What to work on:
The following data has a line with "at the street" and a line with "at the dense". Write out exactly those lines and all the lines between them.

Material supplied:
*****
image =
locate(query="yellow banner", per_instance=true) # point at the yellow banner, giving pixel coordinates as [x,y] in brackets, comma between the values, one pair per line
*****
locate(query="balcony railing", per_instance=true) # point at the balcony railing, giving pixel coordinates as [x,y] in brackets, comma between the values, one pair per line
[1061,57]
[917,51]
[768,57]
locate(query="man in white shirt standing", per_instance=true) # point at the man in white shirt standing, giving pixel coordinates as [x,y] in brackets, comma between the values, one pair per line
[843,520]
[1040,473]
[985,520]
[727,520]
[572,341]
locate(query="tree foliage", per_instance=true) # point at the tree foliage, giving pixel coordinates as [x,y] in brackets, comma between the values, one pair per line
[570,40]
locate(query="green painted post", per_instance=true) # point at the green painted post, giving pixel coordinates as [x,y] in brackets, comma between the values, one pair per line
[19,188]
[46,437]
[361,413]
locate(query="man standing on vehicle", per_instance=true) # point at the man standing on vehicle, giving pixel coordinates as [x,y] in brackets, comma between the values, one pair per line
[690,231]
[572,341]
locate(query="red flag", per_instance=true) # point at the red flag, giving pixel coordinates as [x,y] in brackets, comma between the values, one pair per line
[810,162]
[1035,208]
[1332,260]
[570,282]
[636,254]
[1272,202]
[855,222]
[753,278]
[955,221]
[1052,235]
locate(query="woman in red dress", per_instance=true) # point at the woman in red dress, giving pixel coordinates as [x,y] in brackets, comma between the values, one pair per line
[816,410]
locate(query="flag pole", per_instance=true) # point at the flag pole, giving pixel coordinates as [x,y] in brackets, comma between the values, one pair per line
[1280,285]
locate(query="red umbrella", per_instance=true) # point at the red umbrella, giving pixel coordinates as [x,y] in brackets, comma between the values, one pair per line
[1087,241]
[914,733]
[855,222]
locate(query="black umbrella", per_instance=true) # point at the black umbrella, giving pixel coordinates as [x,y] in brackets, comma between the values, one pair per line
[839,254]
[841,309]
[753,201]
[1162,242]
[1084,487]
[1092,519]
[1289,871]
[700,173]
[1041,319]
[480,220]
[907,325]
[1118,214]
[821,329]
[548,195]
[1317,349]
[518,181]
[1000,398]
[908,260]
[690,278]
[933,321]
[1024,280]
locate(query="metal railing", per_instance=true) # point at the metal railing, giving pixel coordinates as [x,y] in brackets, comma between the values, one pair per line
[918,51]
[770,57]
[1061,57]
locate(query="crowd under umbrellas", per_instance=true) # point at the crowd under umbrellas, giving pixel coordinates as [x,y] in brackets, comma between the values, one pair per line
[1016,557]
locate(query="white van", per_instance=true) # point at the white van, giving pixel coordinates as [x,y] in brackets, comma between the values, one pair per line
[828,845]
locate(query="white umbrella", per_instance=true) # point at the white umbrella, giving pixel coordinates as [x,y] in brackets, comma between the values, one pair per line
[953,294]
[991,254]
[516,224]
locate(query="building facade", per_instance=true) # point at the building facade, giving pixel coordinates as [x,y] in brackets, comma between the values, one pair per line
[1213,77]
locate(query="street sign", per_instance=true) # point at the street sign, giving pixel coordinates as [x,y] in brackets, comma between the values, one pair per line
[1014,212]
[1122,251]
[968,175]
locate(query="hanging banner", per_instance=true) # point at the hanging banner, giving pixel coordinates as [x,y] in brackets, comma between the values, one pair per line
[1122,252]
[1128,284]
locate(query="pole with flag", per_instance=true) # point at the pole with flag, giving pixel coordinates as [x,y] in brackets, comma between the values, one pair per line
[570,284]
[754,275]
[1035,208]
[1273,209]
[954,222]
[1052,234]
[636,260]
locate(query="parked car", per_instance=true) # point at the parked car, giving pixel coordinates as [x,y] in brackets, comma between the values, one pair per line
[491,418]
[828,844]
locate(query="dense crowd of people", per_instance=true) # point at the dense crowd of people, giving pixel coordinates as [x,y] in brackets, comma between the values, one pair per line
*****
Answer:
locate(query="street sign", per_instance=true) # point at the street sign, giving pixel coordinates as [x,y] in brackets, comma between the values, one pair per line
[1014,212]
[1122,251]
[968,175]
locate(query="hanging banner", per_instance=true) # point at the hanging banner, giving pixel coordinates as [x,y] in brackets, comma between the values, one pair per line
[1122,252]
[1128,284]
locate(query="pole with flag", per_instance=true) # point at the pole with flag, giving pixel coordinates as [x,y] in brackets, comma between the values, one pair per line
[570,284]
[754,275]
[1035,208]
[1273,209]
[954,222]
[1052,234]
[636,260]
locate(query="parked car", per_instance=true) # point at the parked car, giving pixel coordinates as [x,y] in brackets, comma between the values, one pair per line
[491,418]
[828,844]
locate(query="dense crowd of people", per_instance=true) # point at the dense crowd of people, giving pixel coordinates as [x,y] in brackets, comma between the values, one pair per line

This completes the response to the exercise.